--- Work instructions ---
Restate every record exactly, with nothing skipped.

--- The input ---

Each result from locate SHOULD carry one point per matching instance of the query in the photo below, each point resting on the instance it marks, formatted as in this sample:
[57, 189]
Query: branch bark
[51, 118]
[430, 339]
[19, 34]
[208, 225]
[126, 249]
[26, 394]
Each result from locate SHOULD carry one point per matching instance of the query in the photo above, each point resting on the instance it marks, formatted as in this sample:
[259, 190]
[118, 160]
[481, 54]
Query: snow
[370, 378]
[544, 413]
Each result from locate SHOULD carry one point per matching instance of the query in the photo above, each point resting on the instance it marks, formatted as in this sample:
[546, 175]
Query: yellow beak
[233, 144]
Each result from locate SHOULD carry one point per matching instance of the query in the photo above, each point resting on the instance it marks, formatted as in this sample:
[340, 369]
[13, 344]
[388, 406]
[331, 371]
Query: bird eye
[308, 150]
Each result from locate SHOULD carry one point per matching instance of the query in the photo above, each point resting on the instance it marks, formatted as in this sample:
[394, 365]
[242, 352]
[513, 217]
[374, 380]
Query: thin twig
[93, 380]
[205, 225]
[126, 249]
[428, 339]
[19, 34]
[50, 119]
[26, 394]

--- Your response ---
Each result from locate SHOULD carry one point per matching instance of the query in the photo below, each point resting on the instance it marks, formatted as in this sample:
[57, 189]
Query: branch bark
[51, 118]
[430, 339]
[19, 34]
[208, 225]
[126, 249]
[26, 394]
Each result from locate SHOULD carry one point per matching instance of the query in the photo above, each point resting on the instance it marks, formatted as in this sample:
[259, 190]
[118, 160]
[481, 54]
Query: snow
[370, 378]
[544, 413]
Each result from locate SHOULD carry one point per matching instance of the query in the photo above, each point resting on the instance it marks, formatted as in this sample:
[546, 175]
Query: yellow beak
[233, 144]
Each result from locate SHOULD carry one point per matching instance of the query in the photo above, each point resting on the instance it marks, formatted as in this sample:
[340, 369]
[13, 344]
[388, 406]
[331, 371]
Query: bird eye
[308, 150]
Each result from locate SHOULD carry one point per matching instance of the query in the photo above, each point resting on the instance it marks, formatted as in this sample:
[394, 365]
[242, 352]
[513, 217]
[374, 380]
Query: thin twig
[93, 380]
[205, 225]
[126, 249]
[428, 339]
[19, 34]
[50, 119]
[26, 394]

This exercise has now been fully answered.